## Exercise prompt
Reproduce the lines below exactly, starting at the one containing "# place one" and stopping at the final line.

───── Given information ─────

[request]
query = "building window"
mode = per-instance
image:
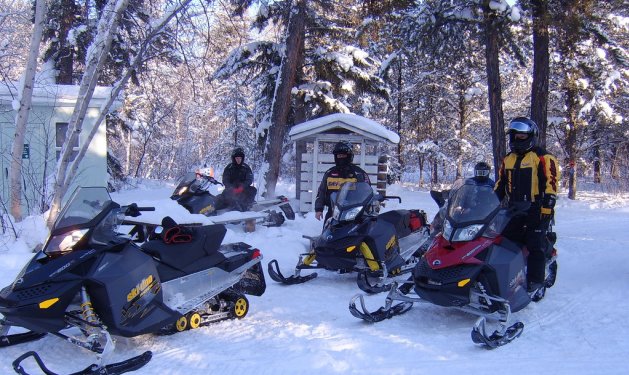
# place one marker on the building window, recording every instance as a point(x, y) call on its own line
point(61, 128)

─────

## Answer to this problem
# place one marker on the building window, recording every instance as a point(x, y) call on its own line
point(61, 128)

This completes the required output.